**What is needed:** Recast all of the records below as a two-column CSV with the columns instruction and coordinates, one row per record. Put each record's text and its answer in a single quoted field each, with line breaks replaced by spaces.
___ Task material ___
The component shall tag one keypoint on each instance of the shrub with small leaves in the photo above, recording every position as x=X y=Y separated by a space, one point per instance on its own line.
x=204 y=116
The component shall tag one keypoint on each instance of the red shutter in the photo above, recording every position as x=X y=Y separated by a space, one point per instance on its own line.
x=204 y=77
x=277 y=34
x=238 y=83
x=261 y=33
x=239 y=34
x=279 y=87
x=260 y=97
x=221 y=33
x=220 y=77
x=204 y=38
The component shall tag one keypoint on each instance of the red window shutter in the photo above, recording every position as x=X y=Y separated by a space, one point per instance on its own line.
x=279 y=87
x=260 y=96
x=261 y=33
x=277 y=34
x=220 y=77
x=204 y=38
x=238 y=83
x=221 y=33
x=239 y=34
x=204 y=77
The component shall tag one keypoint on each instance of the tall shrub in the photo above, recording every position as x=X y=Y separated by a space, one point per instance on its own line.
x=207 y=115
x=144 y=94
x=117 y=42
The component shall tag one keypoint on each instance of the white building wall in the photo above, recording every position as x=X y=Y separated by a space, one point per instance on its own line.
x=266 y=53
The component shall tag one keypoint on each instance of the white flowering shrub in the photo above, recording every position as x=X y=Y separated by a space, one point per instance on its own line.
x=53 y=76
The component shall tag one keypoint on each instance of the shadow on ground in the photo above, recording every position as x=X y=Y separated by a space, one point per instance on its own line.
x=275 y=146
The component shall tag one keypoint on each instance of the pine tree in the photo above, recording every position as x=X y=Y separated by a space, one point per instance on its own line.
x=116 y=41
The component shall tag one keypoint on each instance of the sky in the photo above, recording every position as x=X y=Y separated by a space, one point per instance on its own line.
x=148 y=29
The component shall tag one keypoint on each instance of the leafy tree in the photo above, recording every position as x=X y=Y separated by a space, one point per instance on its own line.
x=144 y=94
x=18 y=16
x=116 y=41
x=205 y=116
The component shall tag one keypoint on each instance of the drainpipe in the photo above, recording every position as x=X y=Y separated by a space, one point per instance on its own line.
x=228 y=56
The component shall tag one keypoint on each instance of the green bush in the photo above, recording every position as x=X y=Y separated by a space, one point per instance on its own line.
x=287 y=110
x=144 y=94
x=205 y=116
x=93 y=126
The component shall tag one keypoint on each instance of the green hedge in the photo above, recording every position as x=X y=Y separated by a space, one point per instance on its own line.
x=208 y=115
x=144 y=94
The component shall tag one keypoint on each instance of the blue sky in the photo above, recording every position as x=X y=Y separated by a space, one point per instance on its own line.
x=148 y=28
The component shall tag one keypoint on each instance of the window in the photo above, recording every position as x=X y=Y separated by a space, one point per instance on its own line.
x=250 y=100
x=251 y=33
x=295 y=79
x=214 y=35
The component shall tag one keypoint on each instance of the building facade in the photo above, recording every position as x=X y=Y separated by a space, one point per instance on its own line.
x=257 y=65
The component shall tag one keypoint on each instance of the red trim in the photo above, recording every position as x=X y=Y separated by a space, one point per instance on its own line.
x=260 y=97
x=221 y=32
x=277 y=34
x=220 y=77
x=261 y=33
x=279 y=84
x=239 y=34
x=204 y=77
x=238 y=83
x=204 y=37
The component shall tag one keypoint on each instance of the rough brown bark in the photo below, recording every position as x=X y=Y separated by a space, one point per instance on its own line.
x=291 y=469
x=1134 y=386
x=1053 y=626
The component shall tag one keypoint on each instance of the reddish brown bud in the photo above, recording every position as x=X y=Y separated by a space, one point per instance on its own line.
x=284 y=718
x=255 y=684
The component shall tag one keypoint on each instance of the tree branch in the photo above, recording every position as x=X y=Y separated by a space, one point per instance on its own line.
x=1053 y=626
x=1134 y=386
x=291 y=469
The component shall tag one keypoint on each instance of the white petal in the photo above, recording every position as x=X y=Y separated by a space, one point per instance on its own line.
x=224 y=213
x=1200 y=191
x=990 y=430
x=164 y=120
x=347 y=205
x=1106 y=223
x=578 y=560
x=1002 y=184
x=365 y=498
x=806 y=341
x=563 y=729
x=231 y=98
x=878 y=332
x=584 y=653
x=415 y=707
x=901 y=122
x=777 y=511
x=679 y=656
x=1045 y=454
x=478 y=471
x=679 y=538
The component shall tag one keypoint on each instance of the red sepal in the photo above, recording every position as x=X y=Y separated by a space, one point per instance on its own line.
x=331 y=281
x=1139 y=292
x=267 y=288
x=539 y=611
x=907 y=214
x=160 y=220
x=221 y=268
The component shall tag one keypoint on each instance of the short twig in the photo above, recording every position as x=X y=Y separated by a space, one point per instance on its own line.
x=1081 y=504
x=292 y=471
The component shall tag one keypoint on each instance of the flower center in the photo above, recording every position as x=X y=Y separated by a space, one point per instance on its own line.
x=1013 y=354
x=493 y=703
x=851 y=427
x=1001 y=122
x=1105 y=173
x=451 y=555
___
**Correct response:**
instruction,coordinates
"The component shall tag one keypoint on each instance of the shrub with small leaves in the photo above, recording every position as x=X y=Y separated by a space, one point per instance on its own line.","x=204 y=116"
"The component shall tag one keypoint on each instance of the red shutter in the photo above, recording every position as x=X y=Y separated by a space, one point per instance on its own line.","x=204 y=77 x=277 y=34 x=238 y=83 x=261 y=33 x=239 y=34 x=279 y=87 x=260 y=97 x=221 y=33 x=220 y=77 x=204 y=38"
"The component shall tag one keypoint on each instance of the red window shutter in the photo above, recording every position as x=X y=Y separated by a space, one point per instance on its own line.","x=279 y=87 x=260 y=96 x=261 y=33 x=277 y=34 x=220 y=77 x=204 y=38 x=238 y=83 x=221 y=33 x=239 y=34 x=204 y=77"
"The component shall tag one keypoint on each instance of the tall shrub in the photo above, recording every position as x=X y=Y separated by a space, one point per instance on its own line.","x=207 y=115 x=144 y=94 x=117 y=42"
"The component shall tag one keypoint on each instance of the white building wall in the photo above, recording every position as x=X y=Y separated by a space, one point per instance on its own line.","x=266 y=53"
"The component shall tag one keypoint on each instance of the white flowering shrub in the photo above, recording every position as x=X y=Y separated by a space, one point per instance on its own line.","x=53 y=76"
"The component shall tag one keypoint on each instance of the shadow on ground in the photo above, recording every position as x=X y=Y separated by a space, one point per instance on its own line.","x=275 y=146"
"The component shall tag one keypoint on each instance of the pine tree in the photo above, recording every position as x=X y=Y separated by a space, one point per instance on its own line.","x=116 y=41"
"The component shall tag one keypoint on each instance of the sky in the photo above, recording every position as x=X y=Y separated by a space, one point per instance on its own line.","x=148 y=29"
"The component shall tag one keypoint on each instance of the leafy tree in the photo above, recording every position as x=X y=Y separated by a space, one point per instance on its own line.","x=144 y=94 x=18 y=16 x=116 y=41 x=205 y=116"
"The component shall tag one keypoint on each instance of the drainpipe in the photo above, recording every position as x=X y=Y separated by a space, one point per instance on its own line.","x=228 y=56"
"The component shall tag one keypoint on each instance of the green bush in the photo above, recording every position as x=X y=Y separated by a space, one point per instance on its own line.","x=287 y=110 x=144 y=94 x=205 y=116 x=93 y=126"
"The component shall tag one keypoint on each instance of the green hedge in the photo above, recording every position as x=X y=Y separated by a space, one point per instance on its own line.","x=208 y=115 x=144 y=94"
"The component shall tag one keypoint on each instance of the blue sky in the photo above, recording every position as x=X y=Y separated by a space, one point per instance on its own line.","x=148 y=28"
"The component shall tag one keypoint on each instance of the window in the photo above, recording every position as x=X y=Y separated by a space, one point per instance on its own line.","x=250 y=100 x=251 y=33 x=295 y=79 x=214 y=35"
"The component shall tag one keypoint on each instance of the building facade in the photo above, recording every position as x=X y=Y separated by a space, one point per instance on its own line.","x=257 y=65"
"The component shall tag one keypoint on each instance of the red trim in the photo above, recording every position as x=X y=Y separated by a space, one point per instance on its own line.","x=260 y=97 x=221 y=32 x=277 y=34 x=220 y=77 x=261 y=33 x=279 y=84 x=239 y=34 x=204 y=77 x=238 y=83 x=204 y=37"
"The component shall tag one keypoint on each instance of the rough brown bark in the photo below, recording every position as x=X y=Y separated by a space, one point per instance on its own line.","x=291 y=469 x=1134 y=386 x=1053 y=626"
"The component shall tag one keypoint on each instance of the reddish brown bud in the photo above, recording every position as x=X y=Y separated by a space, one point per instance on its own line.","x=284 y=718 x=255 y=684"
"The component shall tag one keypoint on each instance of the tree branch in the photo above, recording every position as x=X y=Y separated by a space, one point per instance on its own line.","x=1053 y=626 x=1134 y=386 x=291 y=469"
"The component shall tag one keypoint on each instance of the white petal in the photo above, recording every position as x=X y=Y separated by a space, one point per instance on its own line.","x=224 y=213 x=1200 y=191 x=990 y=430 x=164 y=120 x=347 y=205 x=1106 y=223 x=578 y=560 x=1002 y=184 x=365 y=498 x=806 y=341 x=563 y=729 x=231 y=98 x=878 y=332 x=584 y=653 x=415 y=707 x=901 y=122 x=777 y=511 x=679 y=656 x=1045 y=454 x=478 y=471 x=679 y=538"
"The component shall tag one keypoint on each instance of the red sepal in the photo above, recording every position as x=X y=Y separated by a space, one point per instance on its own line.","x=331 y=281 x=1139 y=292 x=267 y=288 x=539 y=611 x=907 y=214 x=160 y=220 x=221 y=268"
"The component shall tag one keypoint on each instance of the short twig in the photo above, recording every position as x=X y=Y separated by a space, one point per instance on its own line.","x=1081 y=504 x=292 y=471"
"The component shall tag one keypoint on each instance of the flower center in the photo above, recording every position as x=X y=Y separated by a space, one point per instance on its own line.","x=1013 y=354 x=493 y=703 x=851 y=427 x=1001 y=122 x=1105 y=173 x=451 y=555"